## Stored data
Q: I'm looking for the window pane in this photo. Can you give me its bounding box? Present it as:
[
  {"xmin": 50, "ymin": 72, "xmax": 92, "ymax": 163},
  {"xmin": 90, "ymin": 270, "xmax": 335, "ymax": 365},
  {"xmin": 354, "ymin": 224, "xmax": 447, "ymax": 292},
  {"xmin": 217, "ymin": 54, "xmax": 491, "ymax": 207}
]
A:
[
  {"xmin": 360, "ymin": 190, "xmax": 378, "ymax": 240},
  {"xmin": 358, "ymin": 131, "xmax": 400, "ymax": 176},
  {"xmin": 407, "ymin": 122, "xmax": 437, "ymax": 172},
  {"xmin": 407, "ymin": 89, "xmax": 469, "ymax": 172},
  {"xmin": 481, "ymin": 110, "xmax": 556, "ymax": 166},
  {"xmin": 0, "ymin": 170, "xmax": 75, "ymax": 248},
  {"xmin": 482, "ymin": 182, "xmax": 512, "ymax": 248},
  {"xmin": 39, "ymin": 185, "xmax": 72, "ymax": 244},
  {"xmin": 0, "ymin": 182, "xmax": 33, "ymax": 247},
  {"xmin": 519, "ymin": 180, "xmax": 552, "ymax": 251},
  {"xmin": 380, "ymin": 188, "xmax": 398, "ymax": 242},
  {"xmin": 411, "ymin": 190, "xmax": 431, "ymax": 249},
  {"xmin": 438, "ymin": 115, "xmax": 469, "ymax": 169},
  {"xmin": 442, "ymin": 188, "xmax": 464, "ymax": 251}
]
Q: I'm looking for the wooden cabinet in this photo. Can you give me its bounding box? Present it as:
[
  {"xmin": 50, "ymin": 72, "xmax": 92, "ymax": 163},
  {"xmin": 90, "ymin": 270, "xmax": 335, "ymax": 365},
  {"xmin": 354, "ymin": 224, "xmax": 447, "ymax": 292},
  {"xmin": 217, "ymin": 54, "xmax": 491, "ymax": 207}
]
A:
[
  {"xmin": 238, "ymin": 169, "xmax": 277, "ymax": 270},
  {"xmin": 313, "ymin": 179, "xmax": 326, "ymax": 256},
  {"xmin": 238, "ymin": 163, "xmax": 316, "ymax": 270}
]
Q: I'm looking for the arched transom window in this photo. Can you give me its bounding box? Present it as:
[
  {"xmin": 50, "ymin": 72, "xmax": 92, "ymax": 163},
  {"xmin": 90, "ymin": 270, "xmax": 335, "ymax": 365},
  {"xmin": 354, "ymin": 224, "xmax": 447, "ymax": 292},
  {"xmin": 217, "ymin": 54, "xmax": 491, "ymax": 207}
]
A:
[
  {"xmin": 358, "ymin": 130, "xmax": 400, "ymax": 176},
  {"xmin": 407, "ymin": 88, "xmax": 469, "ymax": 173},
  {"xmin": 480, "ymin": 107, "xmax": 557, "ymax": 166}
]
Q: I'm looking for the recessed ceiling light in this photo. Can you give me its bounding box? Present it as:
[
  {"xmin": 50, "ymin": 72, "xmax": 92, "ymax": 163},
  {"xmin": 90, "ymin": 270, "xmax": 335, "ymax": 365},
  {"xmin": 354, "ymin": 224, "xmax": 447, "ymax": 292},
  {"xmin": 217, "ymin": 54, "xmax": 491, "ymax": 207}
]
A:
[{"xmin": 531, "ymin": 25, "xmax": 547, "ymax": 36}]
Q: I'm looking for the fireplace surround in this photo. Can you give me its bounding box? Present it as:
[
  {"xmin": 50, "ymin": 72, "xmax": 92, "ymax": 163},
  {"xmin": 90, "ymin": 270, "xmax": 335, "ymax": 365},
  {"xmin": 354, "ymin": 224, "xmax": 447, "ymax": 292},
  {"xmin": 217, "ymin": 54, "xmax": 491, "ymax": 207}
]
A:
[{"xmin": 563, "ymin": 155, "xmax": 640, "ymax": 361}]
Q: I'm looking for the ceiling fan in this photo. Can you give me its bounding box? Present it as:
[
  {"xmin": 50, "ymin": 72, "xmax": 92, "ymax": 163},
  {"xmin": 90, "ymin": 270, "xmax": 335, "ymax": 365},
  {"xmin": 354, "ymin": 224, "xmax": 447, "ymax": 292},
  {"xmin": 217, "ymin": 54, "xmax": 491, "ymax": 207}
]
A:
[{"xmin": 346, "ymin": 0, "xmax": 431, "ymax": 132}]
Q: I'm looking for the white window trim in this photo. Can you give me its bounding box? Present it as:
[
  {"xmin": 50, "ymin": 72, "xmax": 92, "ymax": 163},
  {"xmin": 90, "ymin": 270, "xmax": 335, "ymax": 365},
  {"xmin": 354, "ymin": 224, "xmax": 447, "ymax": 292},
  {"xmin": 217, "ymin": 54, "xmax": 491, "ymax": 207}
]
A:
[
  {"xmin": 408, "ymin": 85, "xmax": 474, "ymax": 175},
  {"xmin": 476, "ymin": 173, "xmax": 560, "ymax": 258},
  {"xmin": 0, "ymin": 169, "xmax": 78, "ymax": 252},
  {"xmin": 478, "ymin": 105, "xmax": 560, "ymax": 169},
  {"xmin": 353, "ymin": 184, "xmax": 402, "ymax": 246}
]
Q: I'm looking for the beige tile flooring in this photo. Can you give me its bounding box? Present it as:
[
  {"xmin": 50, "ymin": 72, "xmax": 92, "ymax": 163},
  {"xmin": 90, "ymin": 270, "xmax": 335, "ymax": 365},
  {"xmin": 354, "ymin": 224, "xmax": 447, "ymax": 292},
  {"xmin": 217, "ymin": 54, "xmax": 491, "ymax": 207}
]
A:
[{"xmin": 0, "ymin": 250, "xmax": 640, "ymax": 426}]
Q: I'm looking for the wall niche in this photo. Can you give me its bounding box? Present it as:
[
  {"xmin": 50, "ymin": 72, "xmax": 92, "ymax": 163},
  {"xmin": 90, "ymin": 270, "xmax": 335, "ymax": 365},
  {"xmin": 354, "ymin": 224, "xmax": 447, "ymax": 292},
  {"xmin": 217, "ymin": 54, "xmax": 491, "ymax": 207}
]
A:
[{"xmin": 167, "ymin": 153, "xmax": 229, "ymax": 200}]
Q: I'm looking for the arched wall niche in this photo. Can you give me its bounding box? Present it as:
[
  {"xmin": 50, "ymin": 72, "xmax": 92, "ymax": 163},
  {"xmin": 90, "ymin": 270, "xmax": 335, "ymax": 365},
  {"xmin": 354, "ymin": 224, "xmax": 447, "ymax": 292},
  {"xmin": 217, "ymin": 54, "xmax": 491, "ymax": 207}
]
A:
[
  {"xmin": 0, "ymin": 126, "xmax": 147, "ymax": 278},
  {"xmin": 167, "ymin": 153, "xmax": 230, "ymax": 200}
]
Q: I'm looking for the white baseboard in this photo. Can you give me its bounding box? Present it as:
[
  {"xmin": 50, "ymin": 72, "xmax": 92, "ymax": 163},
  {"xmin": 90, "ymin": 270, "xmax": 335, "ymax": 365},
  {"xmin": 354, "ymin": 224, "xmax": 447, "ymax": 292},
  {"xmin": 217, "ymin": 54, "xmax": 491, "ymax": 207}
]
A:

## REQUIREMENT
Gather every line of the stored data above that contains the string "ceiling", matching case exactly.

## TASK RESULT
Q: I'm looking for the recessed ceiling light in this photo. Can you give me its bounding box? Present it as:
Q: I'm looking for the ceiling fan in this photo. Can you give me its bounding box? Present it as:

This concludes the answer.